Exercise text:
━━━━━━━━━━
The Trump administration's order forcing Anthropic to take its two newest AI models offline over the weekend has accelerated calls from governments across Europe, Canada, and beyond to build domestic AI capacity — reinforcing fears that reliance on American technology leaves nations exposed to Washington's policy decisions.

 

Anthropic complied after the White House demanded it cut off access to Fable 5 and Mythos 5 for all foreign nationals, including the company's own employees outside the United States. The company said it had little choice but to comply with the order, which arrived with little warning or explanation.

 

Both models were already operating under safeguards limiting their use in what the company described as "high-risk areas." Part of the White House's rationale for the pullback reportedly stems from its belief that a group linked to China had accessed Mythos 5.

 

The shutdown reverberated immediately across allied governments. In the United Kingdom, AI and online safety minister Kanishka Narayan stopped short of naming Anthropic, Trump, or the United States directly, but used the episode to argue Britain must develop its own AI capacity as a matter of national security. "We treat every other threat to our sovereignty with deadly seriousness, but we haven't learned to treat this one in the same way," he said.

 

The response in France was more pointed. Former Prime Minister Gabriel Attal, presidential candidate for Emmanuel Macron's Renaissance party, called the shutdown the start of "the AI war" and likened the withdrawal of the models to Iran's blockade of the Strait of Hormuz — framing AI access as a strategic chokepoint. Le Monde reported similar alarm from across France's political spectrum, and members of the European Parliament have cited the episode as evidence that tech sovereignty must be made a reality quickly.

 

Canadian Prime Minister Mark Carney struck a more measured but equally pointed tone. "The situation we're in collectively right now with Mythos and Fable is something that can happen with overreliance on certain models," Carney said. "Nobody has done anything wrong in the situation. But we will have done something wrong if we just accept this, don't take the lesson, don't build out and diversify."
━━━━━━━━━━
Data:
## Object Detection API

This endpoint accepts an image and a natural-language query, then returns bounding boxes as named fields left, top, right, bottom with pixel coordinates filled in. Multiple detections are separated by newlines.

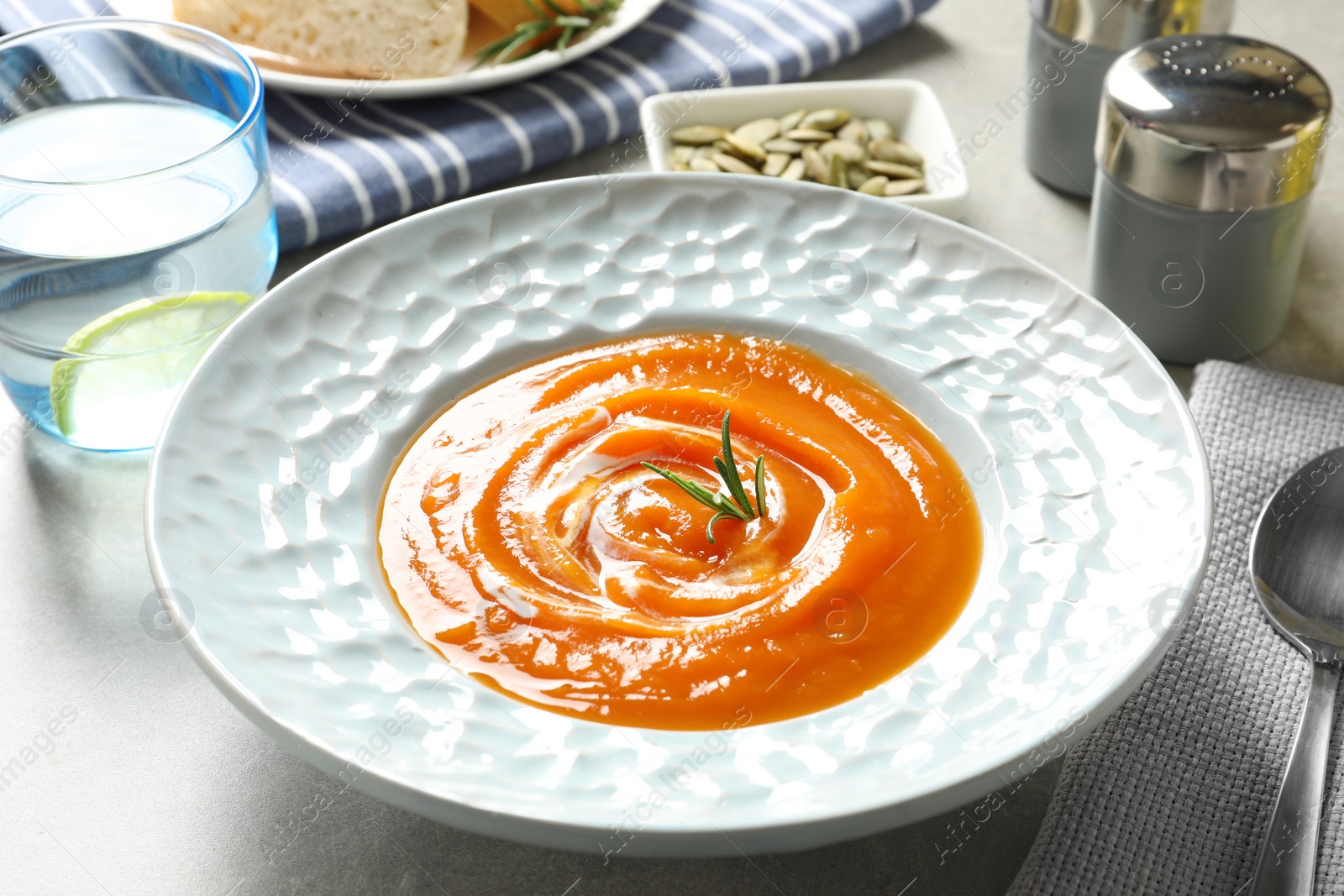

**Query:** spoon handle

left=1248, top=663, right=1340, bottom=896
━━━━━━━━━━
Your instructions:
Can you resume the news report on how governments reacted to the Anthropic model shutdown, picking up right after its last paragraph?

Output for this task:
The incident lands against a backdrop of years of European anxiety over dependence on American technology, spanning chips, cloud computing, and AI. That unease has deepened under Trump, amid trade disputes and threats of withdrawing from NATO commitments.

 

Not every country is starting from zero. China has long championed domestic AI firms, and its frontier models represent one of the few credible alternatives to American labs — though in some areas Chinese models still lag their US counterparts. Anthropic has separately accused Chinese rivals of using its models to train competitors on an "industrial" scale. Smaller sovereign efforts like France's Mistral and Canada's Cohere have demonstrated that competitive models can emerge outside the two dominant powers, even if they cannot yet match the capabilities of the largest frontier labs. Singapore and the United Arab Emirates have pursued narrower priorities, focusing on AI infrastructure and models optimized for local languages.

 

The episode also highlights the potential role of open-source models, which could one day reach capabilities comparable to Mythos 5 and would be difficult for any single government to control or revoke.

 

Anthropic has indicated it may restore access to Fable 5 and Mythos 5. Whatever timeline governs that decision, the shutdown has already demonstrated how quickly the United States government can sever global access to frontier AI — and how many governments are now determined to ensure that power cannot be exercised over them again.